## WHAT IS BEING ASKED
Copy the material below word for word, starting at the line that contains "Please place a point on the forested" and ending with its final line, with both of those lines included.

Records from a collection
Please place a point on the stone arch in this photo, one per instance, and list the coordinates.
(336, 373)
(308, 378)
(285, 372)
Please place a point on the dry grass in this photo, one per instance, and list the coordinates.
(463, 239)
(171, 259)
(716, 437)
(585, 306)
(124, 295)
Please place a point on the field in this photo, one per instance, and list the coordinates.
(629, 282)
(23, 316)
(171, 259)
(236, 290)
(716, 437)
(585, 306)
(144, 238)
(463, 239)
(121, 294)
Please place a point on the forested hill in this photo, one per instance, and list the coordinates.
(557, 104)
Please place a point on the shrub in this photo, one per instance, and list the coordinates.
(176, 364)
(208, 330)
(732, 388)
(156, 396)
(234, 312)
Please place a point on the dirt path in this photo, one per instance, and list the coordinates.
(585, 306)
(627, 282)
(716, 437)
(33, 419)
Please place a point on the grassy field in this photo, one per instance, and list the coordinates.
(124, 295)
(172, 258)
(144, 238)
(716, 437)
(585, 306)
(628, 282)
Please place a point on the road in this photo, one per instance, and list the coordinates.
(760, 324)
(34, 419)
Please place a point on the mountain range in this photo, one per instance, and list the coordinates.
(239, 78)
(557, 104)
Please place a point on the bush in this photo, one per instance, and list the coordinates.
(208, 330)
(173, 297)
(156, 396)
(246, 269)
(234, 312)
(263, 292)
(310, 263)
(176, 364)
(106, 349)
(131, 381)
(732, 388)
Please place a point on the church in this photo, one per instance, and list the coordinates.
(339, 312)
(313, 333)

## ANSWER FOR THE TASK
Please place a point on the forested hill in this photo, one per instance, and list the coordinates.
(557, 104)
Please place a point on the shrub in this photo, one per instance, and list the coordinates.
(176, 364)
(208, 330)
(732, 388)
(156, 396)
(234, 312)
Please place a point on the dirt path in this photo, one per instance, and list the coordinates.
(585, 306)
(627, 282)
(716, 437)
(33, 419)
Please place a point on the grassy field in this photo, one per instance, and list the coordinates.
(124, 295)
(172, 258)
(144, 238)
(716, 437)
(585, 306)
(628, 282)
Please place a point on the road in this photo, one per instance, and list the coordinates.
(760, 324)
(34, 419)
Please place a point on the mountain range in this photo, one per instance, and list the coordinates.
(239, 78)
(557, 104)
Please place a point on the bush in this photo, one per instance, and list the coordinates.
(208, 330)
(173, 297)
(156, 396)
(246, 269)
(234, 312)
(263, 292)
(310, 263)
(176, 364)
(106, 349)
(131, 381)
(732, 388)
Please place a point on the church in this photo, one per instance, and list the coordinates.
(339, 312)
(313, 333)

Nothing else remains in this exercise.